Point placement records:
>> START
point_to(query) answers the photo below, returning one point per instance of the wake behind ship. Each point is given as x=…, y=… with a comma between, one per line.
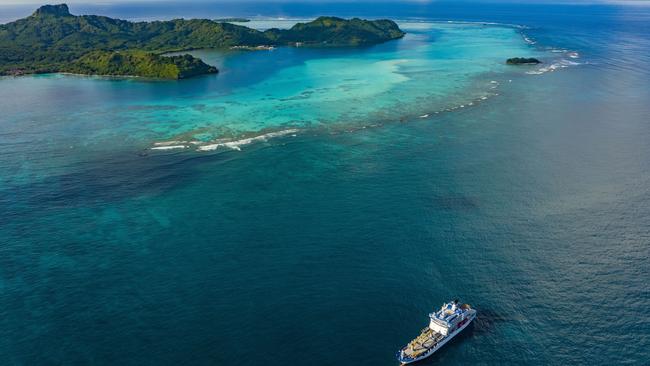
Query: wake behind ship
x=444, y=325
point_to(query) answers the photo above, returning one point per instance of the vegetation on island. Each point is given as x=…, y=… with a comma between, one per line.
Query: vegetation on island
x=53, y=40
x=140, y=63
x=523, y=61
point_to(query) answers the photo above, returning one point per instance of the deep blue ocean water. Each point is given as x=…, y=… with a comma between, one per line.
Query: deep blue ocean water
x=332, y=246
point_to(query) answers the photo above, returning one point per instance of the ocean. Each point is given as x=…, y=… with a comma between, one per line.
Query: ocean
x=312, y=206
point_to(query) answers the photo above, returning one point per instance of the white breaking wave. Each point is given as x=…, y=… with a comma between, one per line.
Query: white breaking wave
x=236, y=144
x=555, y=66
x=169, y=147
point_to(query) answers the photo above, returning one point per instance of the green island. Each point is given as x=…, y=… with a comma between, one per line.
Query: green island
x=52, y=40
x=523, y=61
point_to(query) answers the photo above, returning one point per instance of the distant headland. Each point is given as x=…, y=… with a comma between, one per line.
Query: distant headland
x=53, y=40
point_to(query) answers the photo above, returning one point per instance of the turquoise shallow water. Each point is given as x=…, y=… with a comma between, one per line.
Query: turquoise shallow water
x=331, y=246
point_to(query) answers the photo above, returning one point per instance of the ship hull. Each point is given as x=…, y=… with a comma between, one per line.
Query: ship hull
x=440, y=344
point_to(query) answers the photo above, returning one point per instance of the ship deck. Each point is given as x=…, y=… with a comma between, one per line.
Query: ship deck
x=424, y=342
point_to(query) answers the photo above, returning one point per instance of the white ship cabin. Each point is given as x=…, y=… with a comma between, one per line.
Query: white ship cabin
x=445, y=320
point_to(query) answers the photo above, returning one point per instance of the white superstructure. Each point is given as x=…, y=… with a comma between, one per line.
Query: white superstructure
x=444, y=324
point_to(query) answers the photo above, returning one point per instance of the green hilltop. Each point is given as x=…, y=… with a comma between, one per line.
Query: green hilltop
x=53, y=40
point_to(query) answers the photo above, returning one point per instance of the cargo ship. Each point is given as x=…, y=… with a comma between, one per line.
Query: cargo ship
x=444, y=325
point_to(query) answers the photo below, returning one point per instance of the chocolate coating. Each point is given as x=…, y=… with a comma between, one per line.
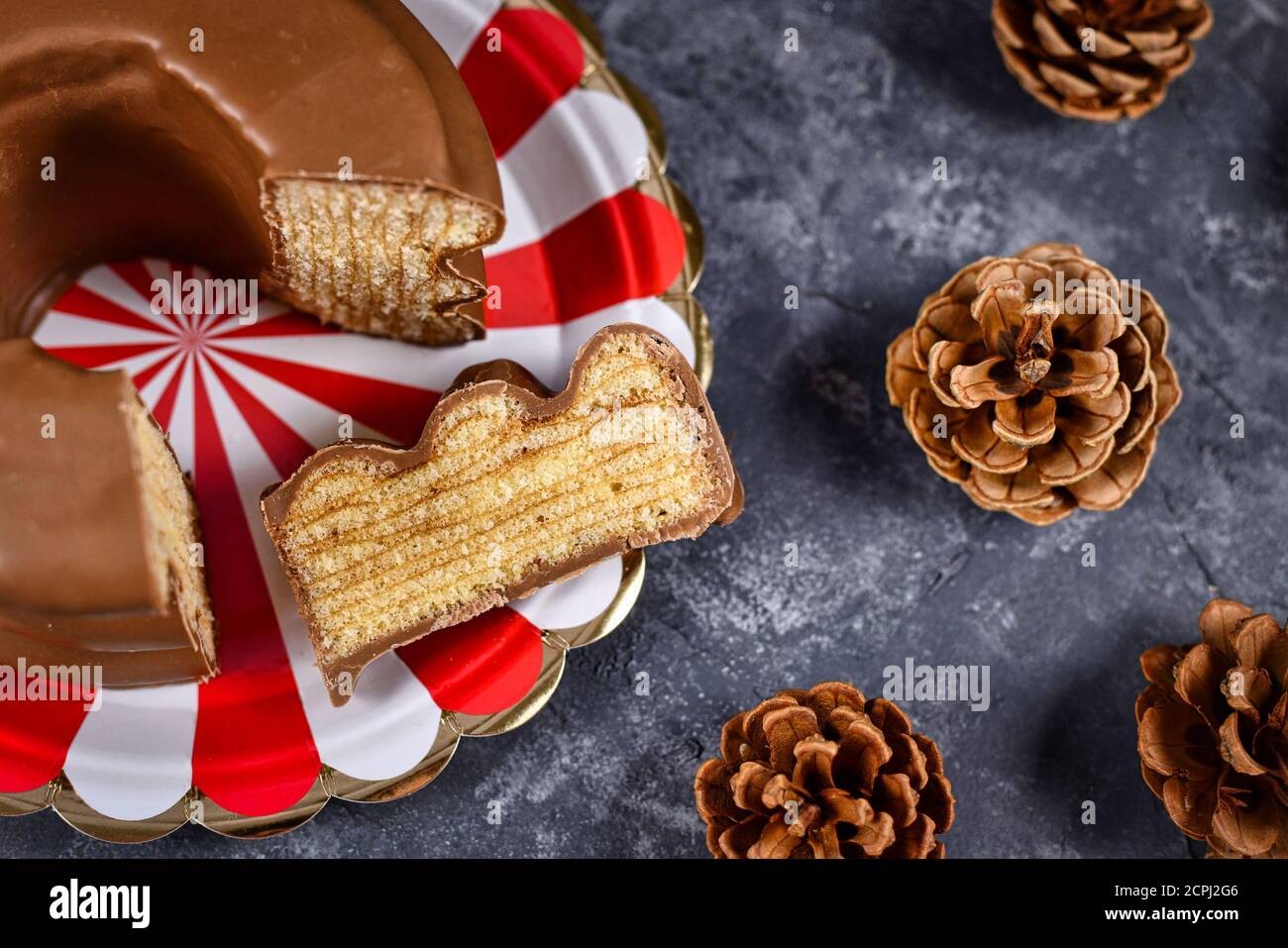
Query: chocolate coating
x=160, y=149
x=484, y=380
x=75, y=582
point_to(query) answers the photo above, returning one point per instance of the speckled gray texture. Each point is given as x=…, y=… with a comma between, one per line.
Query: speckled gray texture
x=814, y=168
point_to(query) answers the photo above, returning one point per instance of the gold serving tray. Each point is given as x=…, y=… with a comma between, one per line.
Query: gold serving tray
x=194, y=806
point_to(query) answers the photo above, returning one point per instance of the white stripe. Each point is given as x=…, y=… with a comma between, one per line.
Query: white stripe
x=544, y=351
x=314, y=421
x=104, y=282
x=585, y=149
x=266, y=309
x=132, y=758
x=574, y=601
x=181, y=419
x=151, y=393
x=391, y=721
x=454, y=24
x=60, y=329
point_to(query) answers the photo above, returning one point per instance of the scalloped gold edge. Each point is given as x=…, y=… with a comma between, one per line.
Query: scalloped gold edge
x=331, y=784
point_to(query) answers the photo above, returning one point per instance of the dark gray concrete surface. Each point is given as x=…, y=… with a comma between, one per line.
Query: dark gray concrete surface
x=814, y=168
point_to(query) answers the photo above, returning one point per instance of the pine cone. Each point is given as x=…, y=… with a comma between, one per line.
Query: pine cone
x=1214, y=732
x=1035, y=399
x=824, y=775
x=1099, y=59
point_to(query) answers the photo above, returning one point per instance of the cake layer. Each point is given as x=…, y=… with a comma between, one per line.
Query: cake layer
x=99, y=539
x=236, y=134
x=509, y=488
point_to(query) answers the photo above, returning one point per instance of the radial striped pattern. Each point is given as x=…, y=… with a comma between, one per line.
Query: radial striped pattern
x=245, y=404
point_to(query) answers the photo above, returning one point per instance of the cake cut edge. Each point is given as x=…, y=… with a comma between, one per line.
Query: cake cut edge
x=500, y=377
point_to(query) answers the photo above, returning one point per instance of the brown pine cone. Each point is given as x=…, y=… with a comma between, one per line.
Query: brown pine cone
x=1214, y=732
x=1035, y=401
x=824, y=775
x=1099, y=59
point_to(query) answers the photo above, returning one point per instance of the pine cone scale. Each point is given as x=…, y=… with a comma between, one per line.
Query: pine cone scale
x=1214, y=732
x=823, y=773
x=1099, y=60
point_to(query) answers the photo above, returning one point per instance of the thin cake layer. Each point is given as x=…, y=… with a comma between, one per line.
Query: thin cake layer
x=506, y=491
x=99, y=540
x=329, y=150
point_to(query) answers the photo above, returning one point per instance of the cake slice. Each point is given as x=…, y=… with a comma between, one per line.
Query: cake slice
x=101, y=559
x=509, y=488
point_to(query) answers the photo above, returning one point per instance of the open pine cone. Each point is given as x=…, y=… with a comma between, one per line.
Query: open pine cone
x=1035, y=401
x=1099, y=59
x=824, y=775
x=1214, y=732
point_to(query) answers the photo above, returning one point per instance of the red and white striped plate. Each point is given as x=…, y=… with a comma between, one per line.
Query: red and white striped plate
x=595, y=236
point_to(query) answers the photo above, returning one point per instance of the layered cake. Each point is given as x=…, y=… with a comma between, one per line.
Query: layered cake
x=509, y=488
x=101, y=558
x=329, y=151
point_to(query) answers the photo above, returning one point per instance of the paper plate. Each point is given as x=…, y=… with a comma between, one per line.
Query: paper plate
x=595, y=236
>> END
>> START
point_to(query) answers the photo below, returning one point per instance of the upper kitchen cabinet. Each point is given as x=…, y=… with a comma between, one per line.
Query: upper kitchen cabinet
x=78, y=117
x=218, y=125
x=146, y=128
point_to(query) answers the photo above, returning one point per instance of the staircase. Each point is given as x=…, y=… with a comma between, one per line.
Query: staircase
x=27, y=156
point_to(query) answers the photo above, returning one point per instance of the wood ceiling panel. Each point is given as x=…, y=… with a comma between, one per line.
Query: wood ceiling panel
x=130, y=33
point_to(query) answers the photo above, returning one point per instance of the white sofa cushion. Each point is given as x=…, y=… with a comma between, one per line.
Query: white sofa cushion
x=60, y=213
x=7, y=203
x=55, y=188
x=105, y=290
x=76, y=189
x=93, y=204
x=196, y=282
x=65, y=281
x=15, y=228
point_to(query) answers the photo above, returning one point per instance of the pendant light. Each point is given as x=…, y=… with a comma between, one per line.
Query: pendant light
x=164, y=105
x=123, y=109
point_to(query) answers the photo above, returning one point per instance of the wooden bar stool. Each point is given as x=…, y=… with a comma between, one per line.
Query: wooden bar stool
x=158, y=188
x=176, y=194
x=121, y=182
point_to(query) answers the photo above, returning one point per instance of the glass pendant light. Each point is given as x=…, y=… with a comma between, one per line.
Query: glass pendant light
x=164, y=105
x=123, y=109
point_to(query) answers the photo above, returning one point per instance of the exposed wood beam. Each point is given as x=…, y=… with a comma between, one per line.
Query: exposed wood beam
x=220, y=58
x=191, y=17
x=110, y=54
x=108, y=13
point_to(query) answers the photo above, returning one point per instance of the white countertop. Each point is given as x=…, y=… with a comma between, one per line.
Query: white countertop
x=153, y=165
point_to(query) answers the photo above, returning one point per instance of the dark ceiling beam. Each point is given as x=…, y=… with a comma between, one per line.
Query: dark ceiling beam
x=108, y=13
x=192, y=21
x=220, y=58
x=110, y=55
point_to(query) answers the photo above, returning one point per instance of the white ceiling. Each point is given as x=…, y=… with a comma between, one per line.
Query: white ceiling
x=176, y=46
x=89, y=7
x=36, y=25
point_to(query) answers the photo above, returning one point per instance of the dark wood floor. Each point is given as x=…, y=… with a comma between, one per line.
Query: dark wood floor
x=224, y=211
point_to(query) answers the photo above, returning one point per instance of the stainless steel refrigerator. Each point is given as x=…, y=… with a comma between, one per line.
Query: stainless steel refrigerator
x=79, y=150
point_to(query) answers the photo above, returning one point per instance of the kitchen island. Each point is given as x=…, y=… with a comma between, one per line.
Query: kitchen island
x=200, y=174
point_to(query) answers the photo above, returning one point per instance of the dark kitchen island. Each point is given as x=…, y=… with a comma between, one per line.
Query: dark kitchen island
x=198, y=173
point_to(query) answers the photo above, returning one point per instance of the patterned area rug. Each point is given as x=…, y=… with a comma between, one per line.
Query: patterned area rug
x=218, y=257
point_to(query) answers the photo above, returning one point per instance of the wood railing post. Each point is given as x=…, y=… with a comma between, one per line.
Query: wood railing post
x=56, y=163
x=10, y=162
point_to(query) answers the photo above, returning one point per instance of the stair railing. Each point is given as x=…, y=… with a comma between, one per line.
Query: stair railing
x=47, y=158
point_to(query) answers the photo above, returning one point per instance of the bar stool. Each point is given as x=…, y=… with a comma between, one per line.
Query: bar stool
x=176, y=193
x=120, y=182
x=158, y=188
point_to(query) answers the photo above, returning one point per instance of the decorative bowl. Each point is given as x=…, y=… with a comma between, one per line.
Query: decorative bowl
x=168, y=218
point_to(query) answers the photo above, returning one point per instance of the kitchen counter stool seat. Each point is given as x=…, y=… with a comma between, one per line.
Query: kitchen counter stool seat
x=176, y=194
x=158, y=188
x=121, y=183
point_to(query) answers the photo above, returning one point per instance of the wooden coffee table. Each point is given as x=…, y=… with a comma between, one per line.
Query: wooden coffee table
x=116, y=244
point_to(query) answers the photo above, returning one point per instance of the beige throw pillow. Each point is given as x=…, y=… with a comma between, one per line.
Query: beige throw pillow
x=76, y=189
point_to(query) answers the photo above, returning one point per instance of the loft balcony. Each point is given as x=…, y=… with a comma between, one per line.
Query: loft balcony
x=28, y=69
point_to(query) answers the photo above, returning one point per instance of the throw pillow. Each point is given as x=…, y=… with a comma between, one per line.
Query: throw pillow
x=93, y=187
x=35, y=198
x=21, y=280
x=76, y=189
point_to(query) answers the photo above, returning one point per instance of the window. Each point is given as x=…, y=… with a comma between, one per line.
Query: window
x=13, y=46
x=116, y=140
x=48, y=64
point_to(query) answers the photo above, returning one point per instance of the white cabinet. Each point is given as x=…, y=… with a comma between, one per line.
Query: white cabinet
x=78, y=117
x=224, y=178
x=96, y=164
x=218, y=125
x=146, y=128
>> END
● **Short task**
Filter the entries above down to the lines containing the string "texture", and copy each of those lines.

● **Final result**
point_to(query) answers the photo above, returning one point per instance of the speckled gray texture. Each point is given as x=…, y=… with a comma between, one per line.
Query: speckled gray texture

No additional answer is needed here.